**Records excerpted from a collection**
++++++++

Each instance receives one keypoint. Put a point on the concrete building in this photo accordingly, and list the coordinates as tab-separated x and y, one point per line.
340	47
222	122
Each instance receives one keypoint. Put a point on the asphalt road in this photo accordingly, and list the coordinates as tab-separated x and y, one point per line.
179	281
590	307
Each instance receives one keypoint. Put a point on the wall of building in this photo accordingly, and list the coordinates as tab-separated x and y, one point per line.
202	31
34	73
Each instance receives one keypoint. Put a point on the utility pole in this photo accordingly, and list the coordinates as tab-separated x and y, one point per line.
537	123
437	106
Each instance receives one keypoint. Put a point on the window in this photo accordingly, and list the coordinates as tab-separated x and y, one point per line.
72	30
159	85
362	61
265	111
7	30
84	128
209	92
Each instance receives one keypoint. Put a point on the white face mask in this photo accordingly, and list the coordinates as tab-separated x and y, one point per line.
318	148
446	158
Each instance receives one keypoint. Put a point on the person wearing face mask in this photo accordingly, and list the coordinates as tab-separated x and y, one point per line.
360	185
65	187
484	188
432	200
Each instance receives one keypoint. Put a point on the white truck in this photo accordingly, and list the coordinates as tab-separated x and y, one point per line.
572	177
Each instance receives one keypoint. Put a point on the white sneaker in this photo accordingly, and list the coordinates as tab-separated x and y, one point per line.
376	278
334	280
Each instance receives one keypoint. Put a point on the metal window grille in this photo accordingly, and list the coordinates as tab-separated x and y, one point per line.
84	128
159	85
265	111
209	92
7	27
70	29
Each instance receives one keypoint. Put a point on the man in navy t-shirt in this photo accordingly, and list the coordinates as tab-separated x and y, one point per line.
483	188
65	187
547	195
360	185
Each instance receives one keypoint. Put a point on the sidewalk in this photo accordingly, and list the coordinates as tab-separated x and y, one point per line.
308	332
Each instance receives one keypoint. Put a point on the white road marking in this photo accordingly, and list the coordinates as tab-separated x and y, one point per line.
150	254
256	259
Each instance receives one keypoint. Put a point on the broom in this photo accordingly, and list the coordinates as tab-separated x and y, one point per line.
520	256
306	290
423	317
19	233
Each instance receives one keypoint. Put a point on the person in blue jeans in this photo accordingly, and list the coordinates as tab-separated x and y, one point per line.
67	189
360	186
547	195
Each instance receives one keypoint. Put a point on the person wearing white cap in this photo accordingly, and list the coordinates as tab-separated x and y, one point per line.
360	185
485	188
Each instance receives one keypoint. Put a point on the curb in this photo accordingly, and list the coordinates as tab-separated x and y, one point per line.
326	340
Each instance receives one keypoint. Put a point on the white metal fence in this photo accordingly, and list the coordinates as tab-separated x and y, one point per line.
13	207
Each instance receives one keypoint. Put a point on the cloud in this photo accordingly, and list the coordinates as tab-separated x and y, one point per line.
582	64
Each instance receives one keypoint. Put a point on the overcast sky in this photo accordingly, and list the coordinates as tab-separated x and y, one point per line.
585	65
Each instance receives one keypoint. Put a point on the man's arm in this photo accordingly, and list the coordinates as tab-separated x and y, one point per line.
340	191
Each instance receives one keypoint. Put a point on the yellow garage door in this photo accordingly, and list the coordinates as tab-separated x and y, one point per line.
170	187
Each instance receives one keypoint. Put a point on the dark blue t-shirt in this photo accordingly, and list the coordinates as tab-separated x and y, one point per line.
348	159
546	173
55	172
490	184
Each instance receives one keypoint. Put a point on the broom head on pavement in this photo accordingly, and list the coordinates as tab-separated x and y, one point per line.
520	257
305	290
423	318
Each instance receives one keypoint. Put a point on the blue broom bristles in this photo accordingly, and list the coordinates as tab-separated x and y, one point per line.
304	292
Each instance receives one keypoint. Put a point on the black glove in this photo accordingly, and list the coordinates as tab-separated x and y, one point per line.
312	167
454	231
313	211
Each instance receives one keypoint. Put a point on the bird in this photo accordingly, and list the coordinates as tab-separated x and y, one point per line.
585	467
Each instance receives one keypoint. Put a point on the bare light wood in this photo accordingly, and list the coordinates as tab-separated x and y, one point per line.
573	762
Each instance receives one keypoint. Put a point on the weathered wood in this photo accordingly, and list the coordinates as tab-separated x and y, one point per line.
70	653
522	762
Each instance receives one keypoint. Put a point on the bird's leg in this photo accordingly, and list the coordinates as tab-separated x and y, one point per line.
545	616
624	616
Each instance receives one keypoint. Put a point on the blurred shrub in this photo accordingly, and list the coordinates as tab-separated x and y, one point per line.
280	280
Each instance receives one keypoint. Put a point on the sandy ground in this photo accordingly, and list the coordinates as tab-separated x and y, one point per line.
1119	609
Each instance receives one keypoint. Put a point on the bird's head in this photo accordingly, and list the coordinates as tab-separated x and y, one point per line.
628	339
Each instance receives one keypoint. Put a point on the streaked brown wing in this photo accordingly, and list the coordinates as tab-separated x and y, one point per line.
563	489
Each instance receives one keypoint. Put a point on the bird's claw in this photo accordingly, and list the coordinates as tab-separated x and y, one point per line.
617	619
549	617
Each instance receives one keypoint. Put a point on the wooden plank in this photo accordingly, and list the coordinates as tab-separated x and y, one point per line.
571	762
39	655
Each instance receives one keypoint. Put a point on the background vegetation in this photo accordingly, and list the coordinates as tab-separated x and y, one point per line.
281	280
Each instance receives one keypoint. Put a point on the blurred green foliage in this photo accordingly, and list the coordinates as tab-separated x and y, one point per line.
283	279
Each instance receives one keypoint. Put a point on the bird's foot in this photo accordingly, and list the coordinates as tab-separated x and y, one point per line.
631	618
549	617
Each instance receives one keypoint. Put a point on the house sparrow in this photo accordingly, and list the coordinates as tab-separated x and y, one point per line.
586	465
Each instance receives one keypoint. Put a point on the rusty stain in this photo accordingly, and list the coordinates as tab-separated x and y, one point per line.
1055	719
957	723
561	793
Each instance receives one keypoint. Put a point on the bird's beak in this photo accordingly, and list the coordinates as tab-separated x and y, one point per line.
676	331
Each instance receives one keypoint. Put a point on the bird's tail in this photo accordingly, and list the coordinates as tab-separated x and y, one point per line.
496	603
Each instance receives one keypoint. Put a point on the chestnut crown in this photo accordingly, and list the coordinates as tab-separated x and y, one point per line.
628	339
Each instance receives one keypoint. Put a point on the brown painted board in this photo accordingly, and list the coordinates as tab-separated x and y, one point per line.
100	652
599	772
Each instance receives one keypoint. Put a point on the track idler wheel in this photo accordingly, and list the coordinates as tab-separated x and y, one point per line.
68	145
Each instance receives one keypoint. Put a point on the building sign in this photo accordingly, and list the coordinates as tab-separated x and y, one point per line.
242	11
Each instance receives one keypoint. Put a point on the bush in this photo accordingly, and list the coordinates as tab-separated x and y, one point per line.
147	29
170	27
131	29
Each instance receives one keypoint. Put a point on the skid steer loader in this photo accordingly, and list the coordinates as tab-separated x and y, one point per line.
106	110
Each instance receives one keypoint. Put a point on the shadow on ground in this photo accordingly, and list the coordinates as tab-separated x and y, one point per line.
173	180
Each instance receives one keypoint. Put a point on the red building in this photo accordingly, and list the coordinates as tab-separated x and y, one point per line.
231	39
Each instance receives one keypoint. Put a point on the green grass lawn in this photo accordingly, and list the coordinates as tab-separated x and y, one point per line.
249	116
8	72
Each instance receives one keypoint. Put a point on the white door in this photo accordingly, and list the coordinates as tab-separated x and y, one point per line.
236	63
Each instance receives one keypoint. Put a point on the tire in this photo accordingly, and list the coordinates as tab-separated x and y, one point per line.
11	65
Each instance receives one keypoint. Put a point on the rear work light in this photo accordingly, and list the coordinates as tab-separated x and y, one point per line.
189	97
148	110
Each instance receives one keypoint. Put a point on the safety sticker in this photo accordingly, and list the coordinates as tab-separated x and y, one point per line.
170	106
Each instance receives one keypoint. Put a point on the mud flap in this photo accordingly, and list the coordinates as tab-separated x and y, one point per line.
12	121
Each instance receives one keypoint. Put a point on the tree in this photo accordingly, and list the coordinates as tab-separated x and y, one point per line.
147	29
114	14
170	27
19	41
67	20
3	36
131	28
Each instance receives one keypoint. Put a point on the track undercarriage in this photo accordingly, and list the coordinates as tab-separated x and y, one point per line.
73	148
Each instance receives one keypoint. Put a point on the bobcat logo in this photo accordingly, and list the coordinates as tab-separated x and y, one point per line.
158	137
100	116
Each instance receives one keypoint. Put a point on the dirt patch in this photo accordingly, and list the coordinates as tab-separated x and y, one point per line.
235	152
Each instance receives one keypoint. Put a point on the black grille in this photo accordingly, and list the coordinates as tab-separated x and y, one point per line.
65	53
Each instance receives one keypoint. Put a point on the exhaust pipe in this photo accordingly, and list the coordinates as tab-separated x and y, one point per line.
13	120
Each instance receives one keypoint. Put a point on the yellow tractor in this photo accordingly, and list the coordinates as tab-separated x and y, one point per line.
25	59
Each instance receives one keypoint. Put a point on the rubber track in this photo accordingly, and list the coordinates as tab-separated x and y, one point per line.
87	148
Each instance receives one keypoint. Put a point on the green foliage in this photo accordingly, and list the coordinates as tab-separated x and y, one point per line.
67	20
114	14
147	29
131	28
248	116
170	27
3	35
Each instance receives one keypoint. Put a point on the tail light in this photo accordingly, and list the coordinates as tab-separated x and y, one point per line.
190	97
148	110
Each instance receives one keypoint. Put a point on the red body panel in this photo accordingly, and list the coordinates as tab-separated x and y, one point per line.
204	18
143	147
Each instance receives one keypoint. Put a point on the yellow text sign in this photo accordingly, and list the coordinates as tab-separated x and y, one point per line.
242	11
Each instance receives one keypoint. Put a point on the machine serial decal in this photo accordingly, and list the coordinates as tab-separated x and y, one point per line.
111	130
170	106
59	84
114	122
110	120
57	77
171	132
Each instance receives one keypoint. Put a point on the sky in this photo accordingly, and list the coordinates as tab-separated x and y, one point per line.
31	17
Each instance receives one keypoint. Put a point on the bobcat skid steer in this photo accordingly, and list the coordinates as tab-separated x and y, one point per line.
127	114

++++++++

The lines to reproduce run from the one that contains "Each instance receives one keypoint. Put a point on the sky" through the last line above; copy them exactly.

**Exercise response**
Each instance receives one keypoint. Put a point on the sky in this photo accordingly, and list the coordinates as tab-separated x and y, one point per line.
31	17
Each instance receives one keypoint. Put a point on the bobcat skid steer in this photo accordingly, and list the coordinates as tab-separated x and y, one point per line.
127	114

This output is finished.